[The input Boundary: Start]

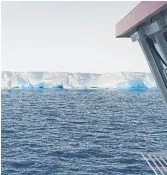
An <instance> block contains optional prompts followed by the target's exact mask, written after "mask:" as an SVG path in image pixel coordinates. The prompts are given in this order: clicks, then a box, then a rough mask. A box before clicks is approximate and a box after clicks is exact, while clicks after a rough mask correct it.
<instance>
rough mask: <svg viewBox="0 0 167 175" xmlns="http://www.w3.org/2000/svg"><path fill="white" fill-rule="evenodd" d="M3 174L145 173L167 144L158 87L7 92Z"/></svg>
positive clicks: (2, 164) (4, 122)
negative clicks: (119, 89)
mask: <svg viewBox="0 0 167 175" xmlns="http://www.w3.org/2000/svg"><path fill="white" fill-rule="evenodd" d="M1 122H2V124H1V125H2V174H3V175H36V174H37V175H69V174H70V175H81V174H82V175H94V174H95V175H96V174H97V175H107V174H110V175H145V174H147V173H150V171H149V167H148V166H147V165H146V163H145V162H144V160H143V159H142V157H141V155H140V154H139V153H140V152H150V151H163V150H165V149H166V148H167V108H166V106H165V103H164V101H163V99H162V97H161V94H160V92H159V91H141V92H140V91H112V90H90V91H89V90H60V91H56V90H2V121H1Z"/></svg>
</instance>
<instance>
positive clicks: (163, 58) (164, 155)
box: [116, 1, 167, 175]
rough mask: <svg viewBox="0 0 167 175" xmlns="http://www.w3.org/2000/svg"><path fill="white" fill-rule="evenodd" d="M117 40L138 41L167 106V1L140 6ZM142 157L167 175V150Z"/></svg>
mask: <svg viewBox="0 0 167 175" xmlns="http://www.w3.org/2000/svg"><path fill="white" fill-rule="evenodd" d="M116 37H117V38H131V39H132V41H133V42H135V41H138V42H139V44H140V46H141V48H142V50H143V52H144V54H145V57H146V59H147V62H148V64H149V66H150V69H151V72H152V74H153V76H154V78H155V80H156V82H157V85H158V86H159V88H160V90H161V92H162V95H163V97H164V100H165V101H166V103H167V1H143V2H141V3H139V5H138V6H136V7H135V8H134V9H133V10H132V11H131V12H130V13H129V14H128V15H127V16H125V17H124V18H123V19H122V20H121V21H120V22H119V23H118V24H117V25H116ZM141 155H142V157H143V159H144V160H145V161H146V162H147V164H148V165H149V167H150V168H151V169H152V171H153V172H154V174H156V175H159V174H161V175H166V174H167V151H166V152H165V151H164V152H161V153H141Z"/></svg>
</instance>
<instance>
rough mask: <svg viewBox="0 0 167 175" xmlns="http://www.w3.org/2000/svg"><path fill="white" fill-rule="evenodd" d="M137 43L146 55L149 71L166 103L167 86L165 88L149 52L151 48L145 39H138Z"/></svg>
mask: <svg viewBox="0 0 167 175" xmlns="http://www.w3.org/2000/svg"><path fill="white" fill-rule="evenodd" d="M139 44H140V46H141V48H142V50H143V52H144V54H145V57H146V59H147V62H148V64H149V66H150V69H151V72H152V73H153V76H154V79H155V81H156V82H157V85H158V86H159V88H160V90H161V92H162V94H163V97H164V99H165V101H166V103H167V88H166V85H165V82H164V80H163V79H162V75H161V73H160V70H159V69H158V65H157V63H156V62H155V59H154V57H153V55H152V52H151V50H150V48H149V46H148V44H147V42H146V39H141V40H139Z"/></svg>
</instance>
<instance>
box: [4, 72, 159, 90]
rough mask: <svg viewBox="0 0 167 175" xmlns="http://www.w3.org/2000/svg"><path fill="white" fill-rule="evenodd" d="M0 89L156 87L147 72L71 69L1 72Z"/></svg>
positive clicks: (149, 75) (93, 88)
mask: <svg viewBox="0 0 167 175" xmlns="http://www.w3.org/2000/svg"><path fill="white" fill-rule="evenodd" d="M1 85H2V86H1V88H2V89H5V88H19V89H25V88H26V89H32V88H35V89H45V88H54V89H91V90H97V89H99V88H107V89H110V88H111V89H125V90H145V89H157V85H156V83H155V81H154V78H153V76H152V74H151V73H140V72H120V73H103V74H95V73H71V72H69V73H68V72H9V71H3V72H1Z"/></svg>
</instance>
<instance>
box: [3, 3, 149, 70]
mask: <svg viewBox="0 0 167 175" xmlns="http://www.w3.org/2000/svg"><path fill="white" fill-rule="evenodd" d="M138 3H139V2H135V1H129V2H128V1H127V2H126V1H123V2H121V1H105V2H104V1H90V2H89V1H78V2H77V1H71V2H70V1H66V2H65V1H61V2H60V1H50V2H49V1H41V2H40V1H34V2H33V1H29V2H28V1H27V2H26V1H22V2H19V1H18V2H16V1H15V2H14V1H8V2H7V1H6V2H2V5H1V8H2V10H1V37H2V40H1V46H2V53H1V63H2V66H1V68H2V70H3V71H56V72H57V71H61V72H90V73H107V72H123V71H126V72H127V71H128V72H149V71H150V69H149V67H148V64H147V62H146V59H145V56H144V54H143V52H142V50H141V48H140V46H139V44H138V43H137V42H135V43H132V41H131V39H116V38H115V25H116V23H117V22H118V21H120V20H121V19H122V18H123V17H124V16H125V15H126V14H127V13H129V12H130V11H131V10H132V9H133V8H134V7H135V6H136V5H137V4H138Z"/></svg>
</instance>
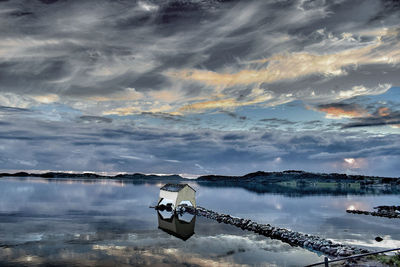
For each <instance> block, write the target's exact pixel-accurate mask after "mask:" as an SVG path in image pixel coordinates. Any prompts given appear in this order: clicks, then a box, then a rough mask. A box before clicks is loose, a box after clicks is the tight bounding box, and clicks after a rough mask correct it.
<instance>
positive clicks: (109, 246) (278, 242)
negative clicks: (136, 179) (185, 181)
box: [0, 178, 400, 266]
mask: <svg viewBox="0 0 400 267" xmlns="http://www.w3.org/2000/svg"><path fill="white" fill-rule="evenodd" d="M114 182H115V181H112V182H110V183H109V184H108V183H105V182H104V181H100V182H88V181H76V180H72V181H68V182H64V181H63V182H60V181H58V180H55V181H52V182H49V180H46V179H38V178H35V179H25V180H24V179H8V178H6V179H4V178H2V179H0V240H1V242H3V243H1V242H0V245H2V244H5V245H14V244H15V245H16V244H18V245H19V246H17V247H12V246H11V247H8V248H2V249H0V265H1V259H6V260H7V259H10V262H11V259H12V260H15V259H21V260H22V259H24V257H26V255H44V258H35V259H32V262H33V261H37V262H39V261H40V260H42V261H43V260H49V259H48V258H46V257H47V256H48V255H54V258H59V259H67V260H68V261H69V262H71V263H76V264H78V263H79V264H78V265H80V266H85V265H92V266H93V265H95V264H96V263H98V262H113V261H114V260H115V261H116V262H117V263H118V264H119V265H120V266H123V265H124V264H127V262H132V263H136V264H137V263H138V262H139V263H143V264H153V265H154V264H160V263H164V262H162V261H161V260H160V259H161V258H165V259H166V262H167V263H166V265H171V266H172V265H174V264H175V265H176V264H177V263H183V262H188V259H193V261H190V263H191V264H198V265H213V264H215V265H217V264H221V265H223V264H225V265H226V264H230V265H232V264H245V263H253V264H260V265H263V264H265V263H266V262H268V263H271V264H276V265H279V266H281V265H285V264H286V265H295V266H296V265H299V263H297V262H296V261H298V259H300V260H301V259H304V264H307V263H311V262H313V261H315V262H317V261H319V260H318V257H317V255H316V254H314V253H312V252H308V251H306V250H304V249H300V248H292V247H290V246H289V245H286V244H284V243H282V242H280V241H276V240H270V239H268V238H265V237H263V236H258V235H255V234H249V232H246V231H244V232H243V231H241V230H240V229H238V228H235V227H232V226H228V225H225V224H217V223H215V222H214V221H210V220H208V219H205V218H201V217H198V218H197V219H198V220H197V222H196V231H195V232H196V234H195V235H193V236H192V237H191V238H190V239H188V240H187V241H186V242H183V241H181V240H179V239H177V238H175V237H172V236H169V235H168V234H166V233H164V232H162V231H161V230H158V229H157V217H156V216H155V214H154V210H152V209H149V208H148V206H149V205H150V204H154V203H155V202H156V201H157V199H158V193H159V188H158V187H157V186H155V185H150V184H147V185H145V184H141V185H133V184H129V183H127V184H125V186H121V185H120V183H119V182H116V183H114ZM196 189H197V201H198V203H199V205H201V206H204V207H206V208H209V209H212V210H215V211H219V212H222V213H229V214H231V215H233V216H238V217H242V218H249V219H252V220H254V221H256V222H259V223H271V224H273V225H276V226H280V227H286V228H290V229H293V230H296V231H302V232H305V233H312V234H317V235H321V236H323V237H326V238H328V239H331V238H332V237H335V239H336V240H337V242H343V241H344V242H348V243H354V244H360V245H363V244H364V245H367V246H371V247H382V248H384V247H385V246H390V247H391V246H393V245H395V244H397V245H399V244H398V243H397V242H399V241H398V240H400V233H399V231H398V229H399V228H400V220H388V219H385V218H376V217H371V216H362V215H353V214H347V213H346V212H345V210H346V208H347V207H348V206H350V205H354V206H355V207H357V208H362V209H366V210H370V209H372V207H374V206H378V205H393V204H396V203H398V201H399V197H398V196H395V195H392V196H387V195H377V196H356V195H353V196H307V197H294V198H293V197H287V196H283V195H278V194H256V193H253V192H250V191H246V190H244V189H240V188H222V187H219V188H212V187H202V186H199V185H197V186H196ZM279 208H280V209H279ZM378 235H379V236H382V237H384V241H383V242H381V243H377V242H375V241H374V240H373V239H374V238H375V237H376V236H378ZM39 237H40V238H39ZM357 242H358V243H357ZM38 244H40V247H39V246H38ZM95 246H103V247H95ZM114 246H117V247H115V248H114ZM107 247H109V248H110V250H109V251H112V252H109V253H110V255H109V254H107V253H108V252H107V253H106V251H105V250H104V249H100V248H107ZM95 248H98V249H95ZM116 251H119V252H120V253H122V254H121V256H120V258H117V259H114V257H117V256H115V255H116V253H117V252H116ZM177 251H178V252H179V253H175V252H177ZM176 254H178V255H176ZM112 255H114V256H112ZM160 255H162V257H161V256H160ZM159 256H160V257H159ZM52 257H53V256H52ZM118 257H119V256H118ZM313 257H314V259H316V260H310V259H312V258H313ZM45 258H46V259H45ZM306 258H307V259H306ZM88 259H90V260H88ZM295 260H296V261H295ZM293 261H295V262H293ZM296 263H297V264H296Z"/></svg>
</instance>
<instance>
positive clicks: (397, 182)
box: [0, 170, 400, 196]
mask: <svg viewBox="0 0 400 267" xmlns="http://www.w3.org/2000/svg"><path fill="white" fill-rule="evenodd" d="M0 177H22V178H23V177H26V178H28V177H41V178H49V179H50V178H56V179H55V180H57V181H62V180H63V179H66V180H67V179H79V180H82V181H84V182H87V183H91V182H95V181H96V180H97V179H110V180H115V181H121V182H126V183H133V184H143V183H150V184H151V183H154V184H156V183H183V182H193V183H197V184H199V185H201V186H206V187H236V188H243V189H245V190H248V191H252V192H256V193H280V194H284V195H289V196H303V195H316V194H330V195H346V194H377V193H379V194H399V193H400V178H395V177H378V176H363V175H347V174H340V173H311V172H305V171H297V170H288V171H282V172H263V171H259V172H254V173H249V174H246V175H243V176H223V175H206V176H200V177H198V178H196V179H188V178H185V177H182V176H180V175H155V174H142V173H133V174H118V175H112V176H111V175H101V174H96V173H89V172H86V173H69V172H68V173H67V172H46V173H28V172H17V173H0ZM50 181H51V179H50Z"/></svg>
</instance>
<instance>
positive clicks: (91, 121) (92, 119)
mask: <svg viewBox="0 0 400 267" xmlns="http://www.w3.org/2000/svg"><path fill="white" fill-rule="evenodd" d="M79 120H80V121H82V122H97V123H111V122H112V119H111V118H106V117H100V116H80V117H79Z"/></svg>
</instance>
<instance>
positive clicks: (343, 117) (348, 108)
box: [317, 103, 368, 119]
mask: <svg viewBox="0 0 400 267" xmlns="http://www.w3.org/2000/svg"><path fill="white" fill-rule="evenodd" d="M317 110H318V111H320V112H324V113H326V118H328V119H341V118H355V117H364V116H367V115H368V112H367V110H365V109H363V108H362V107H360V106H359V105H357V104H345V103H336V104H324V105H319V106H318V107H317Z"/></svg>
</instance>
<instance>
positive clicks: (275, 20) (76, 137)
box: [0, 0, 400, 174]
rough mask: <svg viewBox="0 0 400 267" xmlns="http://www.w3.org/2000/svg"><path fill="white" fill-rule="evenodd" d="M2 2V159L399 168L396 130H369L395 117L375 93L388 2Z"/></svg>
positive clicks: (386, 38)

[The input Boundary: End]

### Your instructions
Find each line in the entries above that contains the string "before", and copy those lines.

### Reply
An <instance> block contains optional prompts followed by the target's exact mask, written after "mask:" as an SVG path in image pixel coordinates. The prompts are given in this order: clicks, then a box, then a rough mask. A box before clicks is approximate and a box after clicks is exact, while clicks after a rough mask correct it.
For each <instance> block, write the target's exact pixel-accurate mask after "mask:" as an SVG path in image pixel coordinates. Any prompts given appear in this order: clicks, then a box, then a rough mask. A box before clicks is loose, a box after clicks is the tight bounding box, and clicks after a rough mask correct it.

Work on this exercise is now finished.